WHAT IS NEEDED | Go through the entries below and write each one out exactly.

(Contour annotation records)
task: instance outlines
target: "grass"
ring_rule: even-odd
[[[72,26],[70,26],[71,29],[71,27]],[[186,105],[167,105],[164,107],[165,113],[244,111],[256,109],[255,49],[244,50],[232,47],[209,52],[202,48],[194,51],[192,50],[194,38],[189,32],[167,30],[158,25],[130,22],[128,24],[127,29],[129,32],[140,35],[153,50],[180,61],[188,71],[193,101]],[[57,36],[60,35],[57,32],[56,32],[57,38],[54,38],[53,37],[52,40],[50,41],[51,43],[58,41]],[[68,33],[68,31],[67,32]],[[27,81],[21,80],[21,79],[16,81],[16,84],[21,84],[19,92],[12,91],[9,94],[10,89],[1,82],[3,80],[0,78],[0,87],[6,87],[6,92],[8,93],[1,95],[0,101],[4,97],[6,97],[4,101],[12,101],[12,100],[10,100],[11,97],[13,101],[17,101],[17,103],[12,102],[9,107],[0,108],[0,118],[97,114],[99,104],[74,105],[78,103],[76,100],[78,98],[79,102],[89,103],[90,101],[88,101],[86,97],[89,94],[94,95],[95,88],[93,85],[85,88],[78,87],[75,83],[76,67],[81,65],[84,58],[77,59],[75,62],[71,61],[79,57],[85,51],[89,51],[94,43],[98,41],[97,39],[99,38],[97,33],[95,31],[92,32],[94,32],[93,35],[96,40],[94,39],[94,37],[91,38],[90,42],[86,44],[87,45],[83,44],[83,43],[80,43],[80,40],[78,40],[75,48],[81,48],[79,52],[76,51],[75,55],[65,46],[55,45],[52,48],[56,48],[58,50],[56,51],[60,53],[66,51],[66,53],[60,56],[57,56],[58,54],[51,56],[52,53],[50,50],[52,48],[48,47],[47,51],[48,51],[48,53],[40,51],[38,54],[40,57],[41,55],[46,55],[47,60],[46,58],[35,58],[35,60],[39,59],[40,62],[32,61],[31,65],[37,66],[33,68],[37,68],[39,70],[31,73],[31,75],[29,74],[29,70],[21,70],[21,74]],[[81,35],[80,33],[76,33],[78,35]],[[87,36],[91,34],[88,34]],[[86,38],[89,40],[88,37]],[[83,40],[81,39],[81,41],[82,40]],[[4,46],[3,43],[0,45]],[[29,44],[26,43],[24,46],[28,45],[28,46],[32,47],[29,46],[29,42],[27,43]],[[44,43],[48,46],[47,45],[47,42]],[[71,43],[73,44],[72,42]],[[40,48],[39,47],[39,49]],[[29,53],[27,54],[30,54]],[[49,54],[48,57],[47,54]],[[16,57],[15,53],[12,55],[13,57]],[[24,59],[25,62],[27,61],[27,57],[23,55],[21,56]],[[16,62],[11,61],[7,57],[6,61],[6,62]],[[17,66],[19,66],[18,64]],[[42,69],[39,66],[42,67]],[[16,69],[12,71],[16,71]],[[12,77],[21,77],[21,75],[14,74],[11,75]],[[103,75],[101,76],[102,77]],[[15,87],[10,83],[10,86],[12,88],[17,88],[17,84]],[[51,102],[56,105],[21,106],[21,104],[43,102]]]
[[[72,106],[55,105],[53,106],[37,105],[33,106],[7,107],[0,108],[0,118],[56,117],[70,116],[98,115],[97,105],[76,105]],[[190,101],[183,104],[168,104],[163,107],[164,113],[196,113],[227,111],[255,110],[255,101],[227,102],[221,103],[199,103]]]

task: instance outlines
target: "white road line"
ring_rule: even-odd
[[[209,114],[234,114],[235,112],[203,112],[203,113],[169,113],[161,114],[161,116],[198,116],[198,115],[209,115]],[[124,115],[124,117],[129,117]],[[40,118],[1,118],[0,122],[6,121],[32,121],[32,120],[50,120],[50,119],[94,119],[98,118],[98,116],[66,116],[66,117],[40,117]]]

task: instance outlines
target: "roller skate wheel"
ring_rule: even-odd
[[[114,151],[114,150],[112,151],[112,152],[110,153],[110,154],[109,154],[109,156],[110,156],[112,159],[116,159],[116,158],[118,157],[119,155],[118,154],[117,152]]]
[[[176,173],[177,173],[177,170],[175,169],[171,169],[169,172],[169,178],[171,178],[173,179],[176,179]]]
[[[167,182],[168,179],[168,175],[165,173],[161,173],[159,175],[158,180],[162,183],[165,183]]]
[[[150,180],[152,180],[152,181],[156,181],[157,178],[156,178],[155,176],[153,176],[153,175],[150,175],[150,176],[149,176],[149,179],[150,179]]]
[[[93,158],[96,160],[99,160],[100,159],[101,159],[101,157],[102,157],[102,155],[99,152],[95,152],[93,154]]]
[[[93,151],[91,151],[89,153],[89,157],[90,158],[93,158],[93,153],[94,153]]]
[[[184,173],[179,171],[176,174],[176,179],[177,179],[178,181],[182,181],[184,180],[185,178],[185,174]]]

SOLUTION TO THIS PROBLEM |
task: instance outlines
target: "grass"
ring_rule: even-odd
[[[72,26],[70,26],[71,29],[71,27]],[[186,105],[167,105],[164,107],[165,113],[244,111],[256,109],[255,49],[244,50],[232,47],[209,52],[202,48],[194,51],[192,50],[194,38],[189,32],[167,30],[158,25],[130,22],[128,24],[127,29],[129,32],[140,35],[153,50],[180,61],[188,71],[193,101]],[[57,36],[60,35],[57,32],[56,32],[57,38],[54,38],[53,37],[52,40],[50,41],[51,43],[58,41]],[[68,33],[68,31],[67,32]],[[27,81],[21,80],[21,79],[16,81],[16,84],[21,84],[19,92],[12,91],[9,94],[10,89],[1,82],[3,80],[0,78],[0,87],[6,87],[6,92],[8,93],[1,95],[0,101],[4,97],[6,97],[4,101],[12,101],[12,100],[10,100],[11,97],[13,101],[17,101],[17,103],[12,102],[9,107],[0,108],[0,118],[97,114],[99,104],[74,105],[78,103],[76,100],[78,98],[79,102],[89,103],[90,101],[88,101],[86,97],[89,94],[94,95],[95,88],[93,85],[85,88],[78,87],[75,83],[76,67],[81,65],[84,58],[77,59],[75,62],[71,61],[79,57],[85,51],[89,51],[94,43],[98,41],[97,39],[99,38],[97,33],[95,31],[92,32],[94,32],[93,35],[96,40],[94,39],[94,37],[91,38],[90,42],[86,44],[87,45],[83,44],[83,43],[80,43],[80,40],[78,40],[75,48],[81,48],[79,52],[76,51],[75,55],[65,46],[55,45],[52,48],[56,48],[58,50],[56,51],[60,53],[66,51],[66,53],[60,56],[57,56],[58,54],[51,56],[52,53],[50,50],[52,48],[48,47],[47,51],[48,51],[48,53],[40,51],[38,54],[40,57],[41,55],[46,55],[47,60],[46,58],[35,58],[35,60],[39,59],[40,62],[32,61],[31,65],[37,66],[33,68],[37,68],[39,70],[31,73],[31,75],[29,74],[29,70],[21,70],[21,74]],[[81,35],[80,33],[76,33],[78,35]],[[87,36],[91,34],[88,34]],[[86,38],[89,40],[88,37]],[[83,40],[81,39],[81,41],[82,40]],[[4,46],[3,43],[0,45]],[[29,44],[26,43],[24,46],[28,45],[28,46],[32,47],[29,46],[29,42],[27,43]],[[44,43],[48,46],[47,45],[47,42]],[[71,43],[73,44],[72,42]],[[40,48],[39,47],[39,49]],[[29,53],[27,54],[30,54]],[[49,54],[48,57],[47,54]],[[16,57],[15,53],[12,55],[13,57]],[[24,59],[25,62],[27,61],[27,57],[23,55],[21,56]],[[16,62],[11,61],[7,57],[6,61],[6,62]],[[17,66],[19,66],[18,64]],[[42,69],[39,66],[42,67]],[[16,69],[12,71],[16,71]],[[12,77],[21,77],[21,75],[14,74],[11,75]],[[103,75],[101,76],[102,77]],[[15,87],[10,83],[10,86],[12,88],[17,88],[17,84]],[[51,102],[56,105],[21,106],[21,104],[43,102]]]
[[[72,106],[55,105],[53,106],[37,105],[33,106],[7,107],[0,108],[0,118],[56,117],[70,116],[98,115],[97,105],[76,105]],[[190,101],[183,104],[168,104],[163,107],[164,113],[196,113],[227,111],[255,110],[255,101],[227,102],[221,103],[199,103]]]

task: instance outlines
target: "white road line"
ring_rule: even-odd
[[[209,114],[234,114],[235,112],[203,112],[203,113],[169,113],[161,114],[161,116],[198,116],[198,115],[209,115]],[[124,115],[124,117],[129,117]],[[40,118],[1,118],[0,122],[6,121],[32,121],[32,120],[50,120],[50,119],[94,119],[98,118],[98,116],[66,116],[66,117],[40,117]]]

task: instance outlines
target: "roller skate wheel"
ring_rule: even-odd
[[[114,151],[114,150],[112,151],[112,152],[110,153],[110,154],[109,154],[109,156],[110,156],[112,159],[116,159],[116,158],[118,157],[119,155],[118,154],[117,152]]]
[[[176,173],[177,173],[177,170],[175,169],[171,169],[169,172],[169,178],[171,178],[173,179],[176,179]]]
[[[167,182],[168,179],[168,175],[165,173],[161,173],[159,175],[158,180],[162,183],[165,183]]]
[[[150,180],[152,180],[152,181],[156,181],[157,178],[156,178],[155,176],[153,176],[153,175],[150,175],[150,176],[149,176],[149,179],[150,179]]]
[[[93,158],[96,160],[99,160],[100,159],[101,159],[101,157],[102,157],[102,155],[99,152],[95,152],[93,154]]]
[[[93,151],[91,151],[89,153],[89,157],[90,158],[93,158],[93,153],[94,153]]]
[[[184,173],[179,171],[176,174],[176,179],[177,179],[178,181],[182,181],[184,180],[185,178],[185,174]]]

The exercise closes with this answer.